(Records excerpted from a collection)
=== Section Start ===

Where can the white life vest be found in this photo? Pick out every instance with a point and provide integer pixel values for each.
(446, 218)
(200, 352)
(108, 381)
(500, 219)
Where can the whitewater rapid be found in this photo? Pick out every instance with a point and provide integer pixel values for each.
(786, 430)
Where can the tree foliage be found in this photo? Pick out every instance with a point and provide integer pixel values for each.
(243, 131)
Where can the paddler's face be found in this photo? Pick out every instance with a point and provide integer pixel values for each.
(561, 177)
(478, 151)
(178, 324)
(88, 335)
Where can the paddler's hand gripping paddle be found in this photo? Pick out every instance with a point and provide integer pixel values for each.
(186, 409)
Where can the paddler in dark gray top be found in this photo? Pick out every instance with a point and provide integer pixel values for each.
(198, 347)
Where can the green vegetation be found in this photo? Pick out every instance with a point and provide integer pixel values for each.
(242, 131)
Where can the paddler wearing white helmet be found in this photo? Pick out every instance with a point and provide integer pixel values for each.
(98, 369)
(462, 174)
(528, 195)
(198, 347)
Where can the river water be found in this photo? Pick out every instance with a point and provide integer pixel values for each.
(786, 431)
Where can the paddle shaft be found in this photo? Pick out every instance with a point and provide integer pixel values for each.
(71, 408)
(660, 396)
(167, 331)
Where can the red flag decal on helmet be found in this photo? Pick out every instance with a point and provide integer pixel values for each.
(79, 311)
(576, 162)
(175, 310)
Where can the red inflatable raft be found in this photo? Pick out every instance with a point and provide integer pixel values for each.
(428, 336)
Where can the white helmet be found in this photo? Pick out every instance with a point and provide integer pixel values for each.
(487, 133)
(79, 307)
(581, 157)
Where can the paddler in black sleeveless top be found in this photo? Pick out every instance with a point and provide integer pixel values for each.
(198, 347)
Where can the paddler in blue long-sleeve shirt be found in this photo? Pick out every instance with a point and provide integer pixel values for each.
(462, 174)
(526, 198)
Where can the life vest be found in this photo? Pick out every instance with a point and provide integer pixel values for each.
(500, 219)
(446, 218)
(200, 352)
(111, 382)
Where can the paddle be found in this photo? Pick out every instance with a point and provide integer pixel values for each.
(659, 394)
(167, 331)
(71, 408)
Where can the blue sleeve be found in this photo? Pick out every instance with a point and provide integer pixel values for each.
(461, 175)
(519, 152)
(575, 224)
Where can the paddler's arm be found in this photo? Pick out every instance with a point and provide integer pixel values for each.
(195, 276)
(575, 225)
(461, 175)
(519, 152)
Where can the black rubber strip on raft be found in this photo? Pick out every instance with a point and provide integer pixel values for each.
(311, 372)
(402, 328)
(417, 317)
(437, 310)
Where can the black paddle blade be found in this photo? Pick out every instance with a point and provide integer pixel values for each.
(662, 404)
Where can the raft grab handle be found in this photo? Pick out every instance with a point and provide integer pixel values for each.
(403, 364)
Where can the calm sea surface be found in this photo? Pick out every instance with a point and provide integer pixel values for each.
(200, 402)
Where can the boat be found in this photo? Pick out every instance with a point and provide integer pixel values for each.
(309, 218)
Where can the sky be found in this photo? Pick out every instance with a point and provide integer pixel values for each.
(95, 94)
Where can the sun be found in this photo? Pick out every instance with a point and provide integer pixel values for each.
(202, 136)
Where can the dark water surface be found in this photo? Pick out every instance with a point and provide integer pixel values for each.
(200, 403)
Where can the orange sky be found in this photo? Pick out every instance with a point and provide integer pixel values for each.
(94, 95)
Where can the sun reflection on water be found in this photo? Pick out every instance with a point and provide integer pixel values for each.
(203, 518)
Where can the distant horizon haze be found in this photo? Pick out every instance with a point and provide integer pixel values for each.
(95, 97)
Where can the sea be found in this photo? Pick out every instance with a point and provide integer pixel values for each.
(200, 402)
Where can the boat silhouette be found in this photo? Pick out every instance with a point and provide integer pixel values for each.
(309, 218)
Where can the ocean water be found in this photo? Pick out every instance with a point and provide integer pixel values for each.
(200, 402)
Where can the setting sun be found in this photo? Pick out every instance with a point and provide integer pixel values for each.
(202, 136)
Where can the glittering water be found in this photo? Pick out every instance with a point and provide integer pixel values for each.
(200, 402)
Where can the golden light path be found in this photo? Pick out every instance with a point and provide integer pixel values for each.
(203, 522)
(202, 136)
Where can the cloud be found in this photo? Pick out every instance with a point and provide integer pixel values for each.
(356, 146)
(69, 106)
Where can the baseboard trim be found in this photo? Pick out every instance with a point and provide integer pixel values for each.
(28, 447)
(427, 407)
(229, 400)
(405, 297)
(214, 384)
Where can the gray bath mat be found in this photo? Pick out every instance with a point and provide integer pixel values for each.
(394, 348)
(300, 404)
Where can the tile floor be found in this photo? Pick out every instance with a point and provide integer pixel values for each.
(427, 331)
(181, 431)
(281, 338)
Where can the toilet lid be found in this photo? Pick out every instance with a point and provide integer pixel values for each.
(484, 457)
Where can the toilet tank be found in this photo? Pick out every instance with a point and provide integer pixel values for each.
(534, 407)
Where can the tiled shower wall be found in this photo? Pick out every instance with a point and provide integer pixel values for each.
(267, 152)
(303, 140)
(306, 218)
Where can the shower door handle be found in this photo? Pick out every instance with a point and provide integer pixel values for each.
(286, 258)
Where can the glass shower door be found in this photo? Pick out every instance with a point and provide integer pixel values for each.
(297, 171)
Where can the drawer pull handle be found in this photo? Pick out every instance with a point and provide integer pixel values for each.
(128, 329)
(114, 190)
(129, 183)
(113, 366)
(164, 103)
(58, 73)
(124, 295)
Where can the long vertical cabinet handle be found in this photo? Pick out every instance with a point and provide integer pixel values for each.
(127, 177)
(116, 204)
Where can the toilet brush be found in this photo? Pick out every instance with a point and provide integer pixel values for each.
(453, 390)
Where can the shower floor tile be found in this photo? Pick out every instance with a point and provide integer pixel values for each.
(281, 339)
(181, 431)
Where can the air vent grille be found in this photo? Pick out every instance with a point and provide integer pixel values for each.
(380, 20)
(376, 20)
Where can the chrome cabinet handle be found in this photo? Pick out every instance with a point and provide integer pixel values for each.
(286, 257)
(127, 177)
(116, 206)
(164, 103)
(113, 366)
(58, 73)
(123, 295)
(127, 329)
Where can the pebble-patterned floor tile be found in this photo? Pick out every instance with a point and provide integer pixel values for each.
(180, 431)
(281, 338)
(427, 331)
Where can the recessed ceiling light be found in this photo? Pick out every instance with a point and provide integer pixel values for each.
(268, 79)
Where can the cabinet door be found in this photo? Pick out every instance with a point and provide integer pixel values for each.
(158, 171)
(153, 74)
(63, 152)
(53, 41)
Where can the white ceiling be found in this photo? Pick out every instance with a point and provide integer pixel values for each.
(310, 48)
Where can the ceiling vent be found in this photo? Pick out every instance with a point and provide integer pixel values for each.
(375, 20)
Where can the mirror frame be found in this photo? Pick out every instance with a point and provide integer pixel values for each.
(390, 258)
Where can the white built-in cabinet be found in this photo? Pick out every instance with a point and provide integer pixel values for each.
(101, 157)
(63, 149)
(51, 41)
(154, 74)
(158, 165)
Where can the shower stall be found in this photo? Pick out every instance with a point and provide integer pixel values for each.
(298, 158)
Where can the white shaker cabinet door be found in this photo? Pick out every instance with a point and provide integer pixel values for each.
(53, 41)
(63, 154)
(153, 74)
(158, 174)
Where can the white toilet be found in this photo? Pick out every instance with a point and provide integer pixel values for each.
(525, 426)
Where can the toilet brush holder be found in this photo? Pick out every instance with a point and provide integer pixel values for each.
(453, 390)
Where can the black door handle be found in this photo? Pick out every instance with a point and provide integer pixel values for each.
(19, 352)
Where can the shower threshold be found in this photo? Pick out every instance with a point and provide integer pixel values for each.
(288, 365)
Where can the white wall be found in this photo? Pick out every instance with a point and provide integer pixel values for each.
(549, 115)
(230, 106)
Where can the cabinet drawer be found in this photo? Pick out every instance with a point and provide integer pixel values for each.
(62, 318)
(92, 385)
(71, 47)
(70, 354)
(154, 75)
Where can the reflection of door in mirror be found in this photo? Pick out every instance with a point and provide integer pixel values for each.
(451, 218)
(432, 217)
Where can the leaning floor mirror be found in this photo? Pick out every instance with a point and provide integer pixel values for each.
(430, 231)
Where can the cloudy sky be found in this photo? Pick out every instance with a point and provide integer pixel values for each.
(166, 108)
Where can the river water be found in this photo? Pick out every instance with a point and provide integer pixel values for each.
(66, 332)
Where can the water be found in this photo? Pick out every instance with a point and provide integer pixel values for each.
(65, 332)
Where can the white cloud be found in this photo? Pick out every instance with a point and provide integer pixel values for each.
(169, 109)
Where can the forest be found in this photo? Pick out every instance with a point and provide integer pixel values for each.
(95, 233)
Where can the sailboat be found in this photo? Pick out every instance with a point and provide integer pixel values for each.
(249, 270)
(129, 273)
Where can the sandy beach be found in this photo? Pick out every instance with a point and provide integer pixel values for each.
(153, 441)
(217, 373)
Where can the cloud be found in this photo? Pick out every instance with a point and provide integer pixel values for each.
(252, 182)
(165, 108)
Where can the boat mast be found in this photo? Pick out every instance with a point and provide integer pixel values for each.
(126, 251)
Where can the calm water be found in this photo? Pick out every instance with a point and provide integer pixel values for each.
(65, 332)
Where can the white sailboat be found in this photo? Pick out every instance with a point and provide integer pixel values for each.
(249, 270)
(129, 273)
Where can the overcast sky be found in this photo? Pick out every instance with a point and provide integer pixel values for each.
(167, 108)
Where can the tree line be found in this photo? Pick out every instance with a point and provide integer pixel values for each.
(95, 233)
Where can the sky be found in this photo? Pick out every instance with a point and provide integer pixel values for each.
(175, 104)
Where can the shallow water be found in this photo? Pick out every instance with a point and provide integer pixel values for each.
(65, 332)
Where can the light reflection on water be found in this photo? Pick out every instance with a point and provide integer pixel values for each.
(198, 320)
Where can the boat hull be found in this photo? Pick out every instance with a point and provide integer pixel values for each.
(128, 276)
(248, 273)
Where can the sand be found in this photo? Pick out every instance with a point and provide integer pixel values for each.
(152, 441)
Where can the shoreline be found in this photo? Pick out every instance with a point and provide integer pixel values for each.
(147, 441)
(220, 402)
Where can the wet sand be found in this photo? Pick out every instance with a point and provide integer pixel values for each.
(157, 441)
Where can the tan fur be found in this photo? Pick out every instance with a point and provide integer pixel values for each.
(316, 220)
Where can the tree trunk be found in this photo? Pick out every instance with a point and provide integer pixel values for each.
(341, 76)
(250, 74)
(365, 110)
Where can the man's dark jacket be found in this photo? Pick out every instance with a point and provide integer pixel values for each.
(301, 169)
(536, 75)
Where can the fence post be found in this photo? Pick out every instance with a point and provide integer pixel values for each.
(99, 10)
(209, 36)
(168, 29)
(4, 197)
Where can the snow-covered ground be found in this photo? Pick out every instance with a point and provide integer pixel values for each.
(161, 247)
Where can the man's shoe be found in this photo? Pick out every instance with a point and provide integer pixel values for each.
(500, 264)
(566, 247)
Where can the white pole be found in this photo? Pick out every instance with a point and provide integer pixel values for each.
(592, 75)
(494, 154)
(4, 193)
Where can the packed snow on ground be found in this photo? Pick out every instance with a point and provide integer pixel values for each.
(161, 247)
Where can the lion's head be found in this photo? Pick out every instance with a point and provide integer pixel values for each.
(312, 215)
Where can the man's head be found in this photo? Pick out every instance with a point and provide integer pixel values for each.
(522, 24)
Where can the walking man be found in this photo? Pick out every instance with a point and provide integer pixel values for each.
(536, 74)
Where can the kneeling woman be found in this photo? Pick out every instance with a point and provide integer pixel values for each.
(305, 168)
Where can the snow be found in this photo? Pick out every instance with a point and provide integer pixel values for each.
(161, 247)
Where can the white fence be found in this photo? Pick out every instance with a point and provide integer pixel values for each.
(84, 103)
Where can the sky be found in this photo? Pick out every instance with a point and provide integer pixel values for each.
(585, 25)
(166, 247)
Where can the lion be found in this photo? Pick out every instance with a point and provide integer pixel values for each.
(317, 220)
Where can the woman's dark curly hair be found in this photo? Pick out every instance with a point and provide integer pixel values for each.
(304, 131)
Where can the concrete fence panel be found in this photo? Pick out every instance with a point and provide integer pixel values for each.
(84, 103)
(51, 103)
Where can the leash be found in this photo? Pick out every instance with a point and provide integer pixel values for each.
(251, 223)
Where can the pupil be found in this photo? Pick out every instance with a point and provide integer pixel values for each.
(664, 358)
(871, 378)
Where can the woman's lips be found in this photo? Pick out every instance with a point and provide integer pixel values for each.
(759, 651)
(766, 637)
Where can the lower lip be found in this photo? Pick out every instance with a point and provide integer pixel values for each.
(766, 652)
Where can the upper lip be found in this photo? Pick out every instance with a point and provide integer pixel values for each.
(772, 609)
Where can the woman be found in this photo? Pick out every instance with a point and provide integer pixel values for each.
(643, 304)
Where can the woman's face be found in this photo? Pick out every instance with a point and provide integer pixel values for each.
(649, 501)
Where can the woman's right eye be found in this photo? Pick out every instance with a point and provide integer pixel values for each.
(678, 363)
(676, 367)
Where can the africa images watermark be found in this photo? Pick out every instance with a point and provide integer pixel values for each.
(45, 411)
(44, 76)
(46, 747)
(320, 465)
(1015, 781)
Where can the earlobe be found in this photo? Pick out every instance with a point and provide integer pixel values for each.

=== Section End ===

Would you please set down the lines from the one with "Where can the pupil" to the end of the data above, exactly and without any other lines?

* _Solution_
Where can the pupil be found in this photo? Pick out every instance with a point and provide integer pixel values for each.
(664, 358)
(871, 378)
Where can the woman's lips be found in this photo? Pick out every instance with a point and provide integer pixel values for each.
(759, 651)
(766, 637)
Where can the lower lip be found in this photo? Pick out every instance with a point and provide integer pixel values for each.
(766, 652)
Where can the upper lip be found in this photo? Pick out every instance with a point and provide integer pixel values for each.
(772, 609)
Where can the woman be found in this photo? Pick out every instance with a point and provide integer pixel values for each.
(643, 304)
Where can the woman's face be found in this photo? Pick out every instance with a point and provide integer pixel values for each.
(649, 501)
Where can the woman's right eye be found in this photo? Pick out every instance with a point and provide integer pixel values for each.
(678, 363)
(676, 367)
Where can the africa images watermark be found in this photo? Pick out every instance with a point and provide integer pixel values for each.
(45, 411)
(44, 76)
(46, 747)
(320, 465)
(1015, 781)
Where can the earlobe be found in this photo? Pick out every instance with a point and provide integer pixel values for each.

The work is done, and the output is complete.